REQUIREMENT 1:
According to the Bridger Bowl solar piece, how many solar panels has the ski hill installed?
REQUIREMENT 2:
From the Bridger Bowl solar piece, return the passage that begins at the words "The venture also" and stops after "commercial solar equipment.".
REQUIREMENT 3:
Why does the Bridger Bowl solar piece say Montana's net-metering credit limit is a highly limiting factor for the ski hill?

# START OF SELECTION

Bridger Bowl is highly commended for incorporating solar technology into its energy systems. The ski hill has installed an array of 160 solar panels projected to have a major impact on its power consumption. The panels will power one chairlift, a pair of conveyor lifts and offset some 50-65% of snowmaking operations.

The venture also serves to illustrate a perverse aspect of state solar energy policy that lawmakers need to rectify.

The cost of installing solar equipment has fallen dramatically in recent years. Technology advances, market growth and incentivizing government policy have cut costs nearly in half in the last decade. That is motivating the installation of a lot more residential and commercial solar equipment.

But while the trend nationally is toward solar and away from fossil fuel, Montana has laws on the books that limit the benefits from solar energy. Net-metering allows private solar producers to put excess power produced back onto the grid for credit on their energy bills. But that credit is limited to 50 kilowatts per utility user’s address by law. That may be plenty for a single-family home. But for an operation the size of Bridger Bowl, it’s a highly limiting factor. Even though the ski hill has 15 separate meters, it is capped at getting credit for producing 50 kilowatts for its single address.

And the same goes for any other large commercial operation with the potential to produce a lot of solar power. They are discouraged from getting into solar power because of the strict limits on the credit they can get for that power.

# END OF SELECTION
# START OF GIVEN RECORDS

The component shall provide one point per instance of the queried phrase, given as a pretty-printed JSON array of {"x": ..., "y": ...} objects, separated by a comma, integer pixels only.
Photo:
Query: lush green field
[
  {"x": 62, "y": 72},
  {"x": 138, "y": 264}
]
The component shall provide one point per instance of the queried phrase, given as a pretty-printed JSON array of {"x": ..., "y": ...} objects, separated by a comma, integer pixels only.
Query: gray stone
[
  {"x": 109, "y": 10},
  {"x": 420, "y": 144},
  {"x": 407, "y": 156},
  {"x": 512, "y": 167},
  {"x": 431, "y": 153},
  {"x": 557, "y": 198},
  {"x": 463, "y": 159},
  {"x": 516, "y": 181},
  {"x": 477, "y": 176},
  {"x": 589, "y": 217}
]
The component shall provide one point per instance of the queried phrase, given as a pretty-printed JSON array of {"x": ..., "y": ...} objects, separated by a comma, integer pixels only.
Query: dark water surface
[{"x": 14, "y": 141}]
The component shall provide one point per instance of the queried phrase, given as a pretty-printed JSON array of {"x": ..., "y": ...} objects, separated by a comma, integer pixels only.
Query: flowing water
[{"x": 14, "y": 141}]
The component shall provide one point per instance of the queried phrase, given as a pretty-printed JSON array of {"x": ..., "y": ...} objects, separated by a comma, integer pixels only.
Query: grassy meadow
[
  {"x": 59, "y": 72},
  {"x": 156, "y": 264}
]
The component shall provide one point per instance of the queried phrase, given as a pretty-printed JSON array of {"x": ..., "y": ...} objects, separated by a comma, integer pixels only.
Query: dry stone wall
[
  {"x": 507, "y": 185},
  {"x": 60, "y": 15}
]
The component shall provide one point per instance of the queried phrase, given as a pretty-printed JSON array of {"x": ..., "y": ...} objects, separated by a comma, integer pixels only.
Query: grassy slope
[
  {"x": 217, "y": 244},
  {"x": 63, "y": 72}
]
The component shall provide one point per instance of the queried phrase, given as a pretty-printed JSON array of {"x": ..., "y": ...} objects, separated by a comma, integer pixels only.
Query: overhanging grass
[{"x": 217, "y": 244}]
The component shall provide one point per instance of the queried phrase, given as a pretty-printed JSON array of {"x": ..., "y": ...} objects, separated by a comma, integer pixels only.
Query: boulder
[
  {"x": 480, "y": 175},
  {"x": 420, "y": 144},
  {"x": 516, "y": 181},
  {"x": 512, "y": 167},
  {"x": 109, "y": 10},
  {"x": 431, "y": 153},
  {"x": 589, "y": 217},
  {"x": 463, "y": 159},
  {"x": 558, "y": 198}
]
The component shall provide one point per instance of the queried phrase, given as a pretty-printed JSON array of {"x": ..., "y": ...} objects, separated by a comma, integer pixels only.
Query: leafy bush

# END OF GIVEN RECORDS

COMPLETE ANSWER 1:
160 solar panels.

COMPLETE ANSWER 2:
The venture also serves to illustrate a perverse aspect of state solar energy policy that lawmakers need to rectify.

The cost of installing solar equipment has fallen dramatically in recent years. Technology advances, market growth and incentivizing government policy have cut costs nearly in half in the last decade. That is motivating the installation of a lot more residential and commercial solar equipment.

COMPLETE ANSWER 3:
State law limits net-metering credit to 50 kilowatts per utility user's address. That may be plenty for a single-family home. Bridger Bowl has 15 separate meters, but it can only get credit for producing 50 kilowatts for its single address.